# ACTIVITY LIST
• a. From the NCQA 2022 health plan ratings article, please echo the text starting at "The 2022 Health" and ending at "processes (NCQA Accreditation).".
• b. Based on the NCQA 2022 health plan ratings article, explain in one to three sentences which health plans NCQA rates each year and what those ratings draw on.
• c. Pick up the NCQA 2022 health plan ratings article after its last sentence and continue it.

# GIVEN PASSAGE
In the National Committee for Quality Assurance’s 2022 Health Plan Ratings, several measures of cardiovascular care quality improved from the prior year and diabetes care rebounded.
The annual list evaluates commercial, Medicare and Medicaid health plans based on the quality of patient care, how happy patients are with their care and health plans’ efforts to keep improving.
The 2022 Health Plan Ratings are based on data from calendar year 2021, when 203 million people were enrolled in health plans that reported Healthcare Effectiveness Data and Information Set (HEDIS) results to NCQA. Plans are rated on a 0–5 stars scale.
Each year, NCQA rates health plans that choose to publicly report HEDIS results. NCQA ratings are based on almost 50 assessments of patient care outcomes and experience, including measures of clinical quality from NCQA’s HEDIS and CMS’s Health Outcomes Survey; measures of patient experience using the Consumer Assessment of Healthcare Providers and Systems (CAHPS); and NCQA’s review of health plan quality improvement processes (NCQA Accreditation).
Only six out of 1,048 health plans earned a numerical rating of 5 stars—the highest possible rating:
• Commercial: Kaiser Foundation Health Plan of the Mid-Atlantic States, Inc.
• Medicaid: Kaiser Foundation Health Plan of the Mid-Atlantic States, Inc.
• Medicare: Kaiser Foundation Health Plan of Colorado; Kaiser Foundation Health Plan of the Mid-Atlantic States, Inc.; Medical Associates Clinic Health Plan of Wisconsin dba Medical Associates Health Plans; and Medical Associates Health Plan, Inc.
Overall, NCQA noted that several measures of cardiovascular care quality improved from the prior year. The most significant improvement was in controlling high blood pressure: After a decline from 2019–2020, average commercial plan performance improved 6.9 percentage points, Medicare plans improved 7.6 points and Medicaid plans improved 2.7 points.

# INFORMATION
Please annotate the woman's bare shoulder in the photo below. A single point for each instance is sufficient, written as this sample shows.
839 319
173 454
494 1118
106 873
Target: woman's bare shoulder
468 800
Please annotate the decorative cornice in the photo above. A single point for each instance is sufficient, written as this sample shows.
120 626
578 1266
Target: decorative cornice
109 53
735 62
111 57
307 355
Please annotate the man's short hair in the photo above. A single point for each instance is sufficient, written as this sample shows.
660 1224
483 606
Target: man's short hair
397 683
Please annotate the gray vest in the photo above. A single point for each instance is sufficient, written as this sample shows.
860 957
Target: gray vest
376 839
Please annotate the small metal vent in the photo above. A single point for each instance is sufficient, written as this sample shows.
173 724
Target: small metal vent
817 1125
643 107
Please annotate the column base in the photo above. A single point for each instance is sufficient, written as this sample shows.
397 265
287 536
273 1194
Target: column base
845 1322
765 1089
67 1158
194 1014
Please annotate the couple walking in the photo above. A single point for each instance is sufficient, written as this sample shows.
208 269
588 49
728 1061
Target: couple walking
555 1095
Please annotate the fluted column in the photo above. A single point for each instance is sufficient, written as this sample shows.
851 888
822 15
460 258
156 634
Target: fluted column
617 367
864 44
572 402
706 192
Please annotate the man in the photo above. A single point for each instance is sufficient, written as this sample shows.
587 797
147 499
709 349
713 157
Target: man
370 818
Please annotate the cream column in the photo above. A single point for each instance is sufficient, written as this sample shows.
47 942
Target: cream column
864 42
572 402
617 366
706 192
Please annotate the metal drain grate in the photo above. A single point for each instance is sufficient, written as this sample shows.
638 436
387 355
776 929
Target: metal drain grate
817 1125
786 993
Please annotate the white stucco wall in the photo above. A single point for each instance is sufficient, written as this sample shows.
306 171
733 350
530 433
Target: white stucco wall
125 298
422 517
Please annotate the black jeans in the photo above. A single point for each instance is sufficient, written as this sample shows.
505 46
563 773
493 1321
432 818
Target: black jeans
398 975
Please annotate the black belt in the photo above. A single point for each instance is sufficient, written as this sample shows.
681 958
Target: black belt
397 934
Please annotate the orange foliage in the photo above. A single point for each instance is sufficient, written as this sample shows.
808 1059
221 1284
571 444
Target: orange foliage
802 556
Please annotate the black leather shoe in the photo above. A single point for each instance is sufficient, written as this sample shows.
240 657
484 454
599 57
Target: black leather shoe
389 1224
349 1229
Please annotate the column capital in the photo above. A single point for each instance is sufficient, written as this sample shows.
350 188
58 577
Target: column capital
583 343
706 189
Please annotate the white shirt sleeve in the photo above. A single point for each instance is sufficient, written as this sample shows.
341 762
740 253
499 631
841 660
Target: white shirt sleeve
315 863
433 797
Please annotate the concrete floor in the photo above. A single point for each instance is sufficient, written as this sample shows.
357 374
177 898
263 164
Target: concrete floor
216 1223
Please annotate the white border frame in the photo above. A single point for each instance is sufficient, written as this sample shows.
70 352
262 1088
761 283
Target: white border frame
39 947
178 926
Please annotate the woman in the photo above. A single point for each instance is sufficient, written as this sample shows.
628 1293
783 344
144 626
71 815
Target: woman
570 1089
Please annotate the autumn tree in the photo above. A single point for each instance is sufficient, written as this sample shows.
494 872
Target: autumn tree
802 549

# EXPECTED RESULTS
• a.
The 2022 Health Plan Ratings are based on data from calendar year 2021, when 203 million people were enrolled in health plans that reported Healthcare Effectiveness Data and Information Set (HEDIS) results to NCQA. Plans are rated on a 0–5 stars scale.
Each year, NCQA rates health plans that choose to publicly report HEDIS results. NCQA ratings are based on almost 50 assessments of patient care outcomes and experience, including measures of clinical quality from NCQA’s HEDIS and CMS’s Health Outcomes Survey; measures of patient experience using the Consumer Assessment of Healthcare Providers and Systems (CAHPS); and NCQA’s review of health plan quality improvement processes (NCQA Accreditation).

• b. NCQA rates the health plans that choose to publicly report HEDIS results. The ratings rest on almost 50 assessments of patient care outcomes and experience: clinical quality measures from NCQA's HEDIS and CMS's Health Outcomes Survey, patient experience measures from CAHPS, and NCQA's review of plan quality improvement processes through NCQA Accreditation.

• c.
There also was a rebound in diabetes care. Following a decrease the year before, care for people with diabetes improved in two areas:
• Controlling blood pressure: Average commercial plan performance improved 5.5 percentage points, Medicare plans improved 2.5 points and Medicaid plans improved 2.1 points.
• Controlling Hemoglobin A1c: Average commercial plan performance improved 4.1 percentage points, Medicare plans improved 3.2 points and Medicaid plans improved 3.3 points.
Immunization rates rose 2.2 percentage points for children enrolled in commercial plans, but declined 3 points for children in Medicaid plans. This divergence suggests a growing gap in preventive care that puts America’s most vulnerable children at disproportionate risk for disease, NCQA said.
The study also identified a decline in patient satisfaction. Adult patients’ overall ratings of their healthcare dropped for both commercial (4.2 percentage points) and Medicaid health plans (2.2 points) from the prior year.
“With open enrollment for health plans beginning in November, the NCQA 2022 Health Plan Ratings provide timely insight to help consumers and businesses make informed decisions about their health care,” said NCQA President Margaret E. O’Kane, in a statement. “NCQA was founded as an independent nonprofit in 1990 to ‘turn on the lights’ by measuring and holding health plans accountable for health care quality. With the 2022 ratings, we’re proud to spotlight top performers and identify ways to improve healthcare quality, access and equity.”